DATA TO PROCESS:
..............................
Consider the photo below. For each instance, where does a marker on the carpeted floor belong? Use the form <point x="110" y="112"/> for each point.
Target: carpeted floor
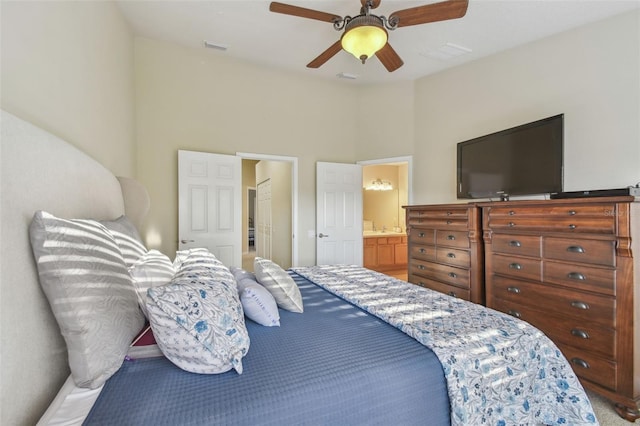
<point x="605" y="412"/>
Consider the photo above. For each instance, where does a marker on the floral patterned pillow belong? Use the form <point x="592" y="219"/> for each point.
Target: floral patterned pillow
<point x="197" y="320"/>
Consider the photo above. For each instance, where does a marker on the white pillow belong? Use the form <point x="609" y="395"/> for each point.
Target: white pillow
<point x="259" y="305"/>
<point x="127" y="238"/>
<point x="197" y="320"/>
<point x="153" y="269"/>
<point x="240" y="273"/>
<point x="85" y="279"/>
<point x="279" y="283"/>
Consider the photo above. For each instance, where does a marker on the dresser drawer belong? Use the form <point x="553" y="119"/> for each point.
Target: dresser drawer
<point x="422" y="236"/>
<point x="582" y="307"/>
<point x="580" y="277"/>
<point x="600" y="225"/>
<point x="448" y="274"/>
<point x="444" y="223"/>
<point x="523" y="245"/>
<point x="581" y="335"/>
<point x="453" y="291"/>
<point x="591" y="367"/>
<point x="454" y="257"/>
<point x="458" y="239"/>
<point x="422" y="252"/>
<point x="557" y="211"/>
<point x="518" y="267"/>
<point x="600" y="252"/>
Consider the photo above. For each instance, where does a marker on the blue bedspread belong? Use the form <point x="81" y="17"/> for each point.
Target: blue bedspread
<point x="333" y="364"/>
<point x="499" y="370"/>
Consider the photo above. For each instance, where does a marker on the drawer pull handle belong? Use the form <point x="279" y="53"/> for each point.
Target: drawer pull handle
<point x="580" y="362"/>
<point x="579" y="333"/>
<point x="580" y="305"/>
<point x="576" y="276"/>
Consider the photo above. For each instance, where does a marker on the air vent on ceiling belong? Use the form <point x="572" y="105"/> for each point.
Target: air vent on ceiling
<point x="347" y="76"/>
<point x="447" y="51"/>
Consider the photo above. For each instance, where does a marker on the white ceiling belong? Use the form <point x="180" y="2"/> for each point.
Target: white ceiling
<point x="254" y="34"/>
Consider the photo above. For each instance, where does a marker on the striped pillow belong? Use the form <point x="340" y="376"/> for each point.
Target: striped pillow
<point x="279" y="283"/>
<point x="127" y="238"/>
<point x="85" y="279"/>
<point x="153" y="269"/>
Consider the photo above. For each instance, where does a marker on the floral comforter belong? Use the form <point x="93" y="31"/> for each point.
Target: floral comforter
<point x="499" y="370"/>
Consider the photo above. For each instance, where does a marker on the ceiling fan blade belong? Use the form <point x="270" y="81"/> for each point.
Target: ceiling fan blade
<point x="389" y="58"/>
<point x="374" y="3"/>
<point x="302" y="12"/>
<point x="326" y="55"/>
<point x="434" y="12"/>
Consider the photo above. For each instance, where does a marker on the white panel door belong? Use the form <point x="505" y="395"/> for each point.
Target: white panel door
<point x="339" y="214"/>
<point x="263" y="216"/>
<point x="210" y="204"/>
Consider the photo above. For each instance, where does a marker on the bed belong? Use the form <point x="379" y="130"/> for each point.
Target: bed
<point x="362" y="348"/>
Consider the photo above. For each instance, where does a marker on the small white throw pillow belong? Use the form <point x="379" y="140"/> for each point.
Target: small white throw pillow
<point x="259" y="305"/>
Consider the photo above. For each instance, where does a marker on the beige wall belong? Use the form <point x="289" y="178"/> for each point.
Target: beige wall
<point x="385" y="120"/>
<point x="591" y="74"/>
<point x="201" y="100"/>
<point x="279" y="172"/>
<point x="67" y="67"/>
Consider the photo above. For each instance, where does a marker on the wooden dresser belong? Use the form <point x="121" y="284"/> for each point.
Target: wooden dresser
<point x="568" y="268"/>
<point x="445" y="249"/>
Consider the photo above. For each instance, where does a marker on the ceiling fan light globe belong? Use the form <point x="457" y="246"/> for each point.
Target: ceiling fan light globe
<point x="364" y="41"/>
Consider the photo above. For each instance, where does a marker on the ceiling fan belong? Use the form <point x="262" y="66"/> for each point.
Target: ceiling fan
<point x="366" y="34"/>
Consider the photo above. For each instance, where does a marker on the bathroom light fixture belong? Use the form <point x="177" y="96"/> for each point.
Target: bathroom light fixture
<point x="379" y="185"/>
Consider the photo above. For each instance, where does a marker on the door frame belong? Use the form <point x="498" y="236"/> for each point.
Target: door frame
<point x="404" y="159"/>
<point x="294" y="194"/>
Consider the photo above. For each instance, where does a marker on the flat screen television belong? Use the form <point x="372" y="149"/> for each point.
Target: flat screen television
<point x="522" y="160"/>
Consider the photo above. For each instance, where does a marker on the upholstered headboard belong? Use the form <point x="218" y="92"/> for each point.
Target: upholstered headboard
<point x="42" y="172"/>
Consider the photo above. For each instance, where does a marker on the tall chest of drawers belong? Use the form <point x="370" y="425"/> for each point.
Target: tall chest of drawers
<point x="445" y="249"/>
<point x="568" y="268"/>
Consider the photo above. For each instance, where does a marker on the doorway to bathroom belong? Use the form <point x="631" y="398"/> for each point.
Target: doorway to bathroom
<point x="386" y="187"/>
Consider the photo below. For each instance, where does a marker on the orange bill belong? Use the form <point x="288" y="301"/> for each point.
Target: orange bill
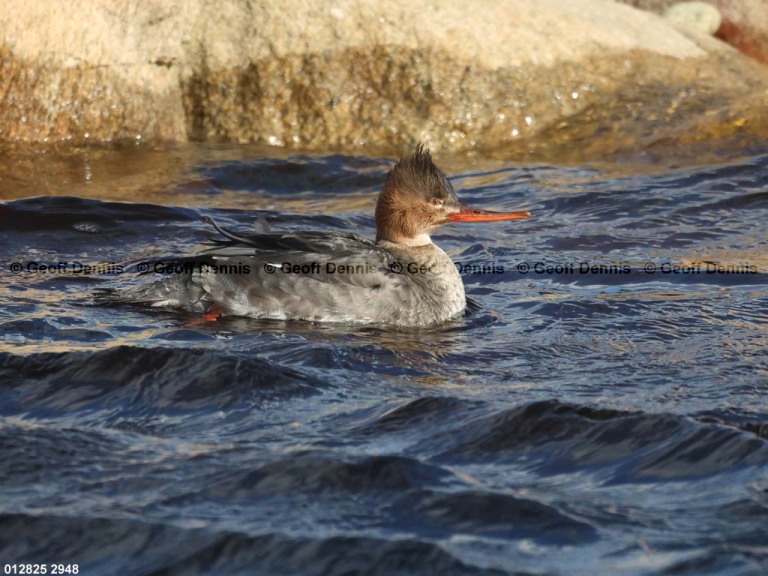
<point x="469" y="214"/>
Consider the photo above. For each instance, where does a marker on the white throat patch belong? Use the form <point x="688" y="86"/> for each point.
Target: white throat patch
<point x="420" y="240"/>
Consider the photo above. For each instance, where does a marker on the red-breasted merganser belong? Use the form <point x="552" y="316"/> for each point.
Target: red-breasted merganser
<point x="402" y="279"/>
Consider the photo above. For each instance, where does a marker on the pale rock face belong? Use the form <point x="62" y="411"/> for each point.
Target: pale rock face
<point x="494" y="75"/>
<point x="695" y="16"/>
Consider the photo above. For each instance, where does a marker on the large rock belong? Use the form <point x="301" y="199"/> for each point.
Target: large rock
<point x="743" y="23"/>
<point x="584" y="77"/>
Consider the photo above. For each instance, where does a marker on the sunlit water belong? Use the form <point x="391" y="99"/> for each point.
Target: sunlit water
<point x="575" y="420"/>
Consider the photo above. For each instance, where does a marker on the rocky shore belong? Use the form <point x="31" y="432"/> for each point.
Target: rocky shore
<point x="577" y="79"/>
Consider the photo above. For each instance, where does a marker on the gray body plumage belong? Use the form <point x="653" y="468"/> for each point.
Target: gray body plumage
<point x="326" y="277"/>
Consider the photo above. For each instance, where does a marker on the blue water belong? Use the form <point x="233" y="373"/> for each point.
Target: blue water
<point x="572" y="422"/>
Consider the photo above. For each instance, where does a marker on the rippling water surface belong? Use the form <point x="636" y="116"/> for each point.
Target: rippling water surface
<point x="574" y="421"/>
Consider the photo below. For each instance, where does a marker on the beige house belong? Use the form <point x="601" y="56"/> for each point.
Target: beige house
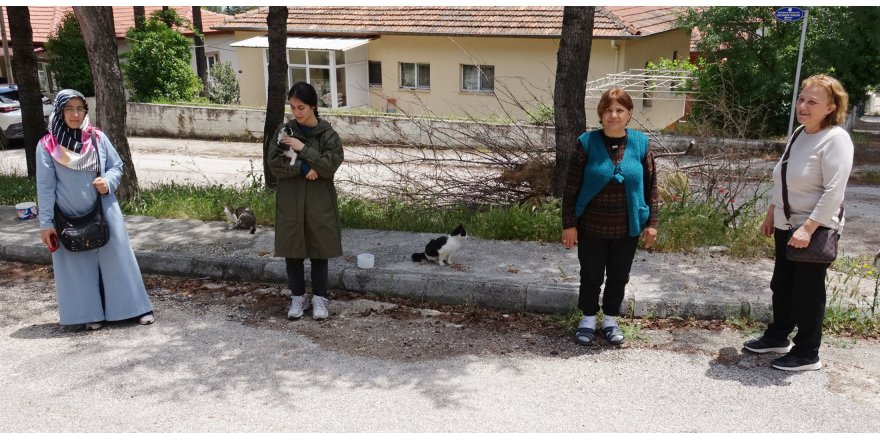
<point x="456" y="61"/>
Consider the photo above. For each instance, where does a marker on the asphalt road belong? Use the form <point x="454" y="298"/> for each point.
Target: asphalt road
<point x="201" y="368"/>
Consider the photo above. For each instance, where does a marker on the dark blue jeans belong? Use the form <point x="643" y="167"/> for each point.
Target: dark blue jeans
<point x="610" y="259"/>
<point x="798" y="300"/>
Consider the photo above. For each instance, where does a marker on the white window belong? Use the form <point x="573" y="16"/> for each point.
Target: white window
<point x="212" y="58"/>
<point x="478" y="78"/>
<point x="415" y="76"/>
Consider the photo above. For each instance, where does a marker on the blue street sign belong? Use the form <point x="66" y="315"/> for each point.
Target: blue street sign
<point x="789" y="14"/>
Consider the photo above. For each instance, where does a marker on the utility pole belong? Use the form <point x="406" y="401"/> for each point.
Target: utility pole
<point x="11" y="77"/>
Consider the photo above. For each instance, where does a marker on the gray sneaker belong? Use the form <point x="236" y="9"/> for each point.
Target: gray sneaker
<point x="298" y="304"/>
<point x="320" y="310"/>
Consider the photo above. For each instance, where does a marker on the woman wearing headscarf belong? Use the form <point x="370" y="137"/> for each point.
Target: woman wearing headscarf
<point x="102" y="284"/>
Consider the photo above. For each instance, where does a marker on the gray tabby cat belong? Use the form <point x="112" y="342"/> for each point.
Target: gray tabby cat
<point x="241" y="218"/>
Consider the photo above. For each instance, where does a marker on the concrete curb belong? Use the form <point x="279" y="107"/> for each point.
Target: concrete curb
<point x="440" y="288"/>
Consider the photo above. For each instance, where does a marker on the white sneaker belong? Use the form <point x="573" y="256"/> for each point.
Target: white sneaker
<point x="297" y="305"/>
<point x="320" y="310"/>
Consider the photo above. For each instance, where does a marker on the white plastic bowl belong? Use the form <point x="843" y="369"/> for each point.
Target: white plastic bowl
<point x="366" y="261"/>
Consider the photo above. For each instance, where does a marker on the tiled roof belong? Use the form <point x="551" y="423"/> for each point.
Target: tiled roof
<point x="45" y="19"/>
<point x="609" y="22"/>
<point x="123" y="18"/>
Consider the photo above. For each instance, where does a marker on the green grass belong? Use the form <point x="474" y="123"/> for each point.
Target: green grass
<point x="16" y="189"/>
<point x="686" y="226"/>
<point x="854" y="298"/>
<point x="867" y="177"/>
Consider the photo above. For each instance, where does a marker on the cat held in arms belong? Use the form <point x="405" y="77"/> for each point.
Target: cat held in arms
<point x="241" y="218"/>
<point x="442" y="248"/>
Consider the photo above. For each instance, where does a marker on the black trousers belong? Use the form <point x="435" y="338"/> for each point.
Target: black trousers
<point x="798" y="300"/>
<point x="296" y="276"/>
<point x="610" y="259"/>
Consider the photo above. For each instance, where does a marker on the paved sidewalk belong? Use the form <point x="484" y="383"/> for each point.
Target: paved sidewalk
<point x="531" y="276"/>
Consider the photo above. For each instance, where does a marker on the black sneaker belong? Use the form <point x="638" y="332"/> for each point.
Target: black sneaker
<point x="791" y="362"/>
<point x="760" y="345"/>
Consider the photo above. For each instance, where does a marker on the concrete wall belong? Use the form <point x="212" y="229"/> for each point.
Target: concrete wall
<point x="175" y="121"/>
<point x="525" y="71"/>
<point x="666" y="108"/>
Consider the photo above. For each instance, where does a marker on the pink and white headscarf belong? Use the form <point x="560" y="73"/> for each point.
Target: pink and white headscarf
<point x="71" y="147"/>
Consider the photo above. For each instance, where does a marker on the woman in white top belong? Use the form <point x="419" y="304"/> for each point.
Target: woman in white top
<point x="818" y="169"/>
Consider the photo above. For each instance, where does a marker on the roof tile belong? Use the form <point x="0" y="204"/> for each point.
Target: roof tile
<point x="537" y="21"/>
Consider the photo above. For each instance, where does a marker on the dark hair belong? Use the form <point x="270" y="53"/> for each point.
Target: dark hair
<point x="305" y="93"/>
<point x="611" y="96"/>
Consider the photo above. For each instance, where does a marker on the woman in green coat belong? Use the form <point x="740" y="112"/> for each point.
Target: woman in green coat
..............................
Search the records for the word "below" and return every line that holds it.

Consider the photo below. For each instance, where does a marker on the carpeted floor belong? Use the form <point x="110" y="112"/> for each point.
Consider the photo below. For each instance, where does a marker on the orange bill belong? Use the form <point x="288" y="301"/> for each point.
Consider the photo below. For each instance, where does a marker on the beige house belong? Use the form <point x="601" y="56"/> for each point.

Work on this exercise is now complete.